WORK TO COMPLETE: Nothing but the text should be carried over: reproduce all the data exactly and leave out every image.

Image point grounding data:
■ ■ ■

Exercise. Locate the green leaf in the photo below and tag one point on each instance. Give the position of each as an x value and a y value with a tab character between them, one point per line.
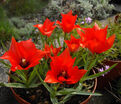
14	85
65	91
15	78
100	73
54	99
32	76
7	65
85	93
4	46
21	74
34	85
75	92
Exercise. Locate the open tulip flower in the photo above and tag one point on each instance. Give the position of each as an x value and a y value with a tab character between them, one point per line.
23	55
62	70
68	22
51	50
46	28
95	39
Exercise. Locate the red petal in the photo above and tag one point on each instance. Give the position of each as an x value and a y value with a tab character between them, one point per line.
110	40
50	78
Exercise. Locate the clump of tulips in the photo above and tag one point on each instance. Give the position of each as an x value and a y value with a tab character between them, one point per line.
52	66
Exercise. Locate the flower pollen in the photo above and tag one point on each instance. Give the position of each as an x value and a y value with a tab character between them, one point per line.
24	63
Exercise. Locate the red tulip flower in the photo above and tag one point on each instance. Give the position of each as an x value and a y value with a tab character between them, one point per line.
73	44
46	28
51	50
62	70
68	22
95	39
23	55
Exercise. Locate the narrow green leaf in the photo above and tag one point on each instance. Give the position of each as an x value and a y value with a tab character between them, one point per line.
100	73
85	93
4	46
54	99
45	84
34	85
32	76
7	65
14	85
17	79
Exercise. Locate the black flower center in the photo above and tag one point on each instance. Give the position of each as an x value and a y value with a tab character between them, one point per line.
24	63
63	74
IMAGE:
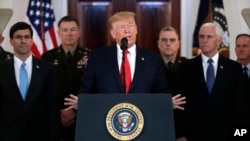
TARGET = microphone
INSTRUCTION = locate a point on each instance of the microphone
(124, 43)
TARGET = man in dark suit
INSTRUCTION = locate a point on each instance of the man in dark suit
(102, 74)
(4, 55)
(210, 114)
(168, 45)
(69, 61)
(242, 50)
(31, 113)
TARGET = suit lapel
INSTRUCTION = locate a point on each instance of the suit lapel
(35, 77)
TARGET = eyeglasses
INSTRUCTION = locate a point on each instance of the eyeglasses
(208, 37)
(171, 40)
(122, 27)
(20, 37)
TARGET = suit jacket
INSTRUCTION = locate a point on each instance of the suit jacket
(4, 55)
(209, 117)
(102, 73)
(171, 73)
(37, 117)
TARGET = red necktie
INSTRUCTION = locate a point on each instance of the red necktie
(126, 72)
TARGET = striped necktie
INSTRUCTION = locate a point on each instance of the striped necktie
(23, 84)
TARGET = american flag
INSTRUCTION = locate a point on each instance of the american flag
(41, 16)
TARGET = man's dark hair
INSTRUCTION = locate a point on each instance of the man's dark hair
(68, 19)
(20, 26)
(242, 34)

■ ■ ■

COMPLETED EXERCISE:
Exercise. Locate the green leaf in the photo below and tag one point on each instance. Give the position of each as an x value and a y value with a tab character between them, one point per line.
14	85
65	91
15	78
100	73
54	99
32	76
7	65
85	93
4	46
21	74
34	85
75	92
Exercise. Locate the open tulip flower in the photo above and tag one point on each instance. Give the position of each as an x value and a y value with a tab character between them, one point per line.
23	55
62	70
68	22
51	50
46	28
95	39
Exercise. Locate the red petal in the photo above and tag one point on each instance. Give the position of each as an x value and a y value with a tab character between them, one point per line.
110	40
50	78
Exercise. Locate the clump of tulips in the photo above and tag one point on each instance. Give the position of each as an x value and a y value with a tab character between them, one point per line.
52	66
Exercise. Locate the flower pollen in the photo above and tag one point on each instance. Give the position of each as an x value and a y value with a tab character between them, one point per line.
24	63
Exercise. Locate the red tulip flower in the photo above and tag one point on each instance. Give the position of each as an x value and a y value with a tab character between them, one point per line.
73	44
46	28
51	50
62	70
68	22
95	39
23	55
Exercise. Locate the narrow green leaf in the photo above and tag one point on each instance. Give the position of each as an x value and a y value with a tab character between them, one point per line.
100	73
85	93
4	46
54	99
45	84
34	85
32	76
7	65
14	85
17	79
Exercise. Locate the black flower center in the photo above and tag one point on each instance. Give the position of each as an x value and a y value with a tab character between them, one point per line.
24	63
63	74
IMAGE:
TARGET = microphone
INSTRUCTION = locate a point on each instance of the microphone
(124, 43)
TARGET = man in dark suit
INSTRUCTION = locate a point on each instance of the man in dark suit
(102, 74)
(4, 55)
(210, 114)
(168, 45)
(69, 61)
(242, 50)
(31, 113)
TARGET = suit lapel
INSTRUCTION = locate a point on each instance of the suit lapel
(35, 77)
TARGET = eyeglasses
INSTRUCTION = locate a point on each instance of the eyeglasses
(208, 37)
(171, 40)
(122, 27)
(20, 37)
TARGET = suit jacket
INSTRUCTION = locate a point on each instance of the suit jacket
(4, 55)
(209, 117)
(102, 73)
(171, 73)
(37, 117)
TARGET = red necktie
INSTRUCTION = locate a point on each instance of the red necktie
(126, 72)
TARGET = striped necktie
INSTRUCTION = locate a point on each instance of the striped necktie
(23, 84)
TARGET = american flag
INSTRUCTION = locate a point on each instance of the american flag
(41, 16)
TARGET = man's dark hair
INSTRUCTION = locate a point on each instance of the man's dark hair
(68, 19)
(20, 26)
(242, 34)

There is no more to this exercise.